* [PAGE TEXT]:
I woke up this morning, checked my Friendster profile to see if it had changed, and yes, my friends, it had. As my age, it now lists 23. It is true. I wanted to see that it was.
I am not sure how I feel about this. My dad's sister called me shortly after this and said pretty much in this order and in this rapid a succession. "Happy Birthday! How are doing? Are you going back to college? I think you should." I am not even kidding. I wanted to punch Herta, but I somehow persevered through the phone conversation, found out that my dad is still alive, is living at a care center, and that my aunt really thinks it is important that I go back to college. Yeah, thanks for the birthday call.

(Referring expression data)

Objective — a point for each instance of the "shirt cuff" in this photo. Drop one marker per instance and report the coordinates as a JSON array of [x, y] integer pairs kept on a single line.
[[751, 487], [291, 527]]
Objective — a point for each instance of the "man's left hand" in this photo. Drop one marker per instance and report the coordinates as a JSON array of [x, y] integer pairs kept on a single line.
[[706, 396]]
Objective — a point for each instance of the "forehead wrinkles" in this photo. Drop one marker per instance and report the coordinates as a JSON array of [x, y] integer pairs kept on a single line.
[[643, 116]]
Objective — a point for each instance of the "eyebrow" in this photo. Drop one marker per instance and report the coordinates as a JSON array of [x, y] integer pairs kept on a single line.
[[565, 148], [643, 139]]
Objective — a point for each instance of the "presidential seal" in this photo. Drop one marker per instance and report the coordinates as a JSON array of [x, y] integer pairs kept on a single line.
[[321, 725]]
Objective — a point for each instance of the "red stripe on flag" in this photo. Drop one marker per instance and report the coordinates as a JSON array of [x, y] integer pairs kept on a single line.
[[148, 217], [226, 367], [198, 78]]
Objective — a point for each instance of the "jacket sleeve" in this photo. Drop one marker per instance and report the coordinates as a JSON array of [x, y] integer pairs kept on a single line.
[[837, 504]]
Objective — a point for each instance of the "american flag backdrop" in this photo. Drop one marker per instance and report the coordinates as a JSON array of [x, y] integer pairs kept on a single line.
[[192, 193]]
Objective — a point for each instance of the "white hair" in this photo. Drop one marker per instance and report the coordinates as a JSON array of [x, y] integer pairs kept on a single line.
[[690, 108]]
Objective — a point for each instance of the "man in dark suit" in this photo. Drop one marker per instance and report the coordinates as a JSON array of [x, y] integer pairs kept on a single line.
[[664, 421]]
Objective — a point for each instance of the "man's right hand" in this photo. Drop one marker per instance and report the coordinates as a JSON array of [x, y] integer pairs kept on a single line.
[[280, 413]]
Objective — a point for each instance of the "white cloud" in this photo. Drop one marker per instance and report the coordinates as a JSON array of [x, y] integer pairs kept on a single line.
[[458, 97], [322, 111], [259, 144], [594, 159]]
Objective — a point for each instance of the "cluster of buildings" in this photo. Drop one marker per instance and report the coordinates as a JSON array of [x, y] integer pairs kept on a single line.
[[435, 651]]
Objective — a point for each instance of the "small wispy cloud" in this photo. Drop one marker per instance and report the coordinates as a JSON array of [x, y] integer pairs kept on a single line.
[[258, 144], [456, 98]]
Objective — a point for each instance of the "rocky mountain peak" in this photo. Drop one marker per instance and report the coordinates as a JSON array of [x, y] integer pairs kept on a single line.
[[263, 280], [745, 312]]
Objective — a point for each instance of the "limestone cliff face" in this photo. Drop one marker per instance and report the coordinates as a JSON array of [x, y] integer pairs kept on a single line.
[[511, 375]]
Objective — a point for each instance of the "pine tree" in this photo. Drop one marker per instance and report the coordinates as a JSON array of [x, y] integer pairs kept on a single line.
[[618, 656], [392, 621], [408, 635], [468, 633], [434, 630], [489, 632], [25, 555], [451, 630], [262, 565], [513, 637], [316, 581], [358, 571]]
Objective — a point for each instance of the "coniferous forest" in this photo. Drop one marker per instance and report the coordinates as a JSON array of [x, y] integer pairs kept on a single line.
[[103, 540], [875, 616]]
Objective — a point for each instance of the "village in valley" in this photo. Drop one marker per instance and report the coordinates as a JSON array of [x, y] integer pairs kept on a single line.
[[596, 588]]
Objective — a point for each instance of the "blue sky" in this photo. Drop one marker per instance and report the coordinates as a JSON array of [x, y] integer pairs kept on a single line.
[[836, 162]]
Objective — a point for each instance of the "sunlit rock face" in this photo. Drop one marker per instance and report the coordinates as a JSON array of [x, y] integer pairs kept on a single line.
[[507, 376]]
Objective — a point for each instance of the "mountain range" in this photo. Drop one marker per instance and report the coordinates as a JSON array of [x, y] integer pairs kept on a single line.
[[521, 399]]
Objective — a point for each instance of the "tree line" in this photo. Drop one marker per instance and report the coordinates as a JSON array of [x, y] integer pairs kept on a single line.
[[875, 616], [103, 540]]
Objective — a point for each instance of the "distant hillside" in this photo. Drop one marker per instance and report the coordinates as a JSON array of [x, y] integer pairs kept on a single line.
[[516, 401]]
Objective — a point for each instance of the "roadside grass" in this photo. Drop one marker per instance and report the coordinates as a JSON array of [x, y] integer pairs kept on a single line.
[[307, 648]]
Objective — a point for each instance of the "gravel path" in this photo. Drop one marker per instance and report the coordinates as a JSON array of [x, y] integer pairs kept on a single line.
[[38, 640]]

* [EXERCISE]:
Pick up the post about turning 23 after its final sentence and continue it.

* [ANSWER BOX]:
Right after I got off the phone with her, my mom called. It was really nice talking to her. It made me happy to hear from her, I felt loved. I was reassured that I am. A man in Union Square, however, must not have gotten the memo that it was my birthday when he gruffed at me, "What side of the bench do you want?" since I was sitting in the middle of it like every other person on a bench. He plopped down next to me. I left the park, came home, lied on my bed and read trashy magazines, still resting from last night's massive quantities of beer that were consumed, and the toxins of which my body is still working out of its system. Tonight, more beer will be put into my system. I will probably dance a lot with friends at one of two trashy gay bars - I am still not sure which. And if you want, you should join me.